> [TRECHO DO TEXTO]:
┄┄┄┄┄┄┄┄┄┄┄┄┄┄┄┄┄┄┄┄
Acredita-se que a crescente intensificação e especialidade das atividades de

combate ao crime organizado, por parte dos órgãos da Segurança Pública, auxiliados por

outros “entes”, adquirindo características de força-tarefa de cooperação internacional, também

contribuem para este novo processo de mudança das OCrim(s).

Para o Delegado de Polícia Federal, Rodrigo Carneiro Gomes, “a existência do

crime organizado é uma demonstração de um poder paralelo não legitimado pelo povo, que

ocupa lacunas deixadas pelas deficiências do Estado Democrático de Direito e demonstra a

falência do modelo estatal de repressão à macro-criminalidade, que, no dia-a-dia, vem

mostrando-se um Estado anêmico” (GOMES, 2006).
┄┄┄┄┄┄┄┄┄┄┄┄┄┄┄┄┄┄┄┄
> [LISTAGEM A PROCESSAR]:

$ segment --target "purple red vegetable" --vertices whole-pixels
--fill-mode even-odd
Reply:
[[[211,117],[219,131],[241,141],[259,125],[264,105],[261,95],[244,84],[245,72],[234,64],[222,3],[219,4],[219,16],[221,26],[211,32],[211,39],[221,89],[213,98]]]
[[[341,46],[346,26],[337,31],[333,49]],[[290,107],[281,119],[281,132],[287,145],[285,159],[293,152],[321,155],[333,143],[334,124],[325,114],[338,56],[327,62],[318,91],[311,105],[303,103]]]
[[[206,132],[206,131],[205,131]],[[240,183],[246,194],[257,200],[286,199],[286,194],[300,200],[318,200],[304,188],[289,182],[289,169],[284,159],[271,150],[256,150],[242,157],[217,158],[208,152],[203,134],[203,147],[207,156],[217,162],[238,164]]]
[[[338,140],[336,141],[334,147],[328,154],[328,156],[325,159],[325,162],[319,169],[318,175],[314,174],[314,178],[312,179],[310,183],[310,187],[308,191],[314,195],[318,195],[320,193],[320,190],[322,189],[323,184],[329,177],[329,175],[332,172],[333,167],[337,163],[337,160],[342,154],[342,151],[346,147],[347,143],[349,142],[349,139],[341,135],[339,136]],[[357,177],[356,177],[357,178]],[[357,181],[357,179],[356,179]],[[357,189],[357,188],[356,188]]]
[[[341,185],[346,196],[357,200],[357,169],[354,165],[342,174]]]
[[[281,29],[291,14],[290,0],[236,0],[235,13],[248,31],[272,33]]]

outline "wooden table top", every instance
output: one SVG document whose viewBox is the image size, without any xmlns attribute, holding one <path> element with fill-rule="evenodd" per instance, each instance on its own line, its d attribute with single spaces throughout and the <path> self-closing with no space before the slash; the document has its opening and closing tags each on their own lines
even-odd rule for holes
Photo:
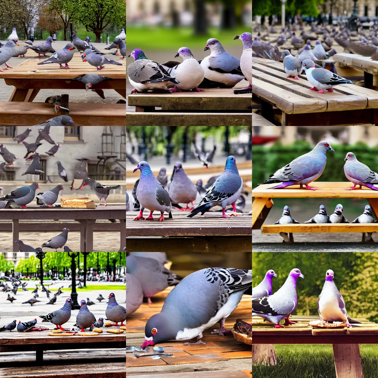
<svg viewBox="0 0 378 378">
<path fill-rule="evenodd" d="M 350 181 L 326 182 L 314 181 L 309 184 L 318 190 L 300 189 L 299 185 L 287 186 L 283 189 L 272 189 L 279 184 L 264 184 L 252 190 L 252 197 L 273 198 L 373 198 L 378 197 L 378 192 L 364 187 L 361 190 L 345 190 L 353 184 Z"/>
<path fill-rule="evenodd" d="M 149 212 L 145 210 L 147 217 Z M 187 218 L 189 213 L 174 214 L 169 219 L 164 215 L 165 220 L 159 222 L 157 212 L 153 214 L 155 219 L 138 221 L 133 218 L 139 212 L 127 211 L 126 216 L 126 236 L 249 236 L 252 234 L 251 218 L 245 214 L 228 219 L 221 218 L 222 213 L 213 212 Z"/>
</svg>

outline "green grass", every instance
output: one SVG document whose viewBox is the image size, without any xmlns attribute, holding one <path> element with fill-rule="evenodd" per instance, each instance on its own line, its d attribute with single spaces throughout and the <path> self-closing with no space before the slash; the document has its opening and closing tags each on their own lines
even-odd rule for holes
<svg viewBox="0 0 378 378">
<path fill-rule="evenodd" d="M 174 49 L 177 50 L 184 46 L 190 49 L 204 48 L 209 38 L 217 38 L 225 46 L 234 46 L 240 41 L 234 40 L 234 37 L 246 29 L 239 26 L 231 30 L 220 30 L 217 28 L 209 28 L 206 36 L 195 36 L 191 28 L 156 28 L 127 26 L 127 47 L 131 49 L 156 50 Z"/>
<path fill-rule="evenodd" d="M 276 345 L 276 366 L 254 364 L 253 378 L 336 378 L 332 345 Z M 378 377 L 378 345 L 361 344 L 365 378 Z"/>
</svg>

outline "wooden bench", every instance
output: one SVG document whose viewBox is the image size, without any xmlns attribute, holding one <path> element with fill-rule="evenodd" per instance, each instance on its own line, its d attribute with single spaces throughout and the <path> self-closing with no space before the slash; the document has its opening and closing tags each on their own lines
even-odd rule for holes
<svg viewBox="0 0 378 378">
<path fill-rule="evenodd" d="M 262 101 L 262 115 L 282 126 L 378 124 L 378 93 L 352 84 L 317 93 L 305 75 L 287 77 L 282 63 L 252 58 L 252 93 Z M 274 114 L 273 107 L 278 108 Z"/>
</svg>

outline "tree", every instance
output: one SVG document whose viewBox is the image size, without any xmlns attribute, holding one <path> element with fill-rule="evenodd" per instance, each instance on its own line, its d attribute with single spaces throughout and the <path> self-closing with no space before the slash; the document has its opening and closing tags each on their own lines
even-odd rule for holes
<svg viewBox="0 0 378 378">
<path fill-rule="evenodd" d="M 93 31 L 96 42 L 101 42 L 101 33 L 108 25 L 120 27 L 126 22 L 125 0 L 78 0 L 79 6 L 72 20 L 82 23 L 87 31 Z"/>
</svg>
┄┄┄┄┄┄┄┄┄┄┄┄┄┄┄┄┄┄┄┄
> [TAREFAS A REALIZAR]:
**a.** Pode transcrever na íntegra o trecho sobre o crime organizado, sem nenhuma alteração?
**b.** Quais linhas da listagem contêm a palavra "every"? Extraia todas elas, copiando cada uma por inteiro.

> [SOLUÇÕES DOS PROBLEMAS]:
**a.**
Acredita-se que a crescente intensificação e especialidade das atividades de

combate ao crime organizado, por parte dos órgãos da Segurança Pública, auxiliados por

outros “entes”, adquirindo características de força-tarefa de cooperação internacional, também

contribuem para este novo processo de mudança das OCrim(s).

Para o Delegado de Polícia Federal, Rodrigo Carneiro Gomes, “a existência do

crime organizado é uma demonstração de um poder paralelo não legitimado pelo povo, que

ocupa lacunas deixadas pelas deficiências do Estado Democrático de Direito e demonstra a

falência do modelo estatal de repressão à macro-criminalidade, que, no dia-a-dia, vem

mostrando-se um Estado anêmico” (GOMES, 2006).

**b.**
outline "wooden table top", every instance
outline "green grass", every instance
outline "wooden bench", every instance
outline "tree", every instance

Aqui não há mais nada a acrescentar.